_INPUT MATERIAL_.

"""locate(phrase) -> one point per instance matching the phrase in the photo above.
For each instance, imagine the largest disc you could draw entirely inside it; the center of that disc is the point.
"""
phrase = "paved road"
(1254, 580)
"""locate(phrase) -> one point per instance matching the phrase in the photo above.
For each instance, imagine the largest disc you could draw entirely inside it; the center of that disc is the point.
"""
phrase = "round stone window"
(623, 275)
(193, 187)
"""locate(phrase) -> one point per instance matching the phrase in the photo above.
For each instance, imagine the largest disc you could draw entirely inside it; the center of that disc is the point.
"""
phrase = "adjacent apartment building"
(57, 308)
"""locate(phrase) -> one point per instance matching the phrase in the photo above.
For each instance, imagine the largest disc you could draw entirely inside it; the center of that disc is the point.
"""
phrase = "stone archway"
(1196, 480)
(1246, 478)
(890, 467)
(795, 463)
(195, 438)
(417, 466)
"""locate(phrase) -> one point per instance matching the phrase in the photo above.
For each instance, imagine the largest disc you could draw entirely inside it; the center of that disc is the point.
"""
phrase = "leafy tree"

_WHAT THE TASK ASKS_.
A complete, exact copy of the material above is the expected answer.

_SOLUTION FOR THIS TASK_.
"""locate(phrase) -> one point per instance matching the phrase in the photo above.
For each instance, imagine the largest disc you could draw entirely inside it; the center of that disc is the point.
"""
phrase = "paved road"
(1254, 580)
"""locate(phrase) -> one point per instance matching the phrase in the photo above.
For each instance, imagine the largest disc you could draw entirely inside it; the center of that disc is the point.
"""
phrase = "round stone window"
(623, 275)
(193, 187)
"""locate(phrase) -> one point per instance matching the phrase in the photo above.
For each instance, imagine the largest disc you could draw entirely inside it; the center of that disc is the point.
"""
phrase = "adjacent apartment building"
(57, 308)
"""locate(phrase) -> one point per instance matching the phrase in the photo above.
For each instance, imagine the largest disc you could draw entirely inside it; the center of that disc is the point.
"""
phrase = "stone archway"
(1196, 480)
(1246, 478)
(890, 467)
(795, 463)
(195, 438)
(417, 466)
"""locate(phrase) -> one point per instance matching the phrase in the photo above.
For each instance, imagine the largest disc you could draw entirely inside it; the center of that disc is the point.
"""
phrase = "leafy tree"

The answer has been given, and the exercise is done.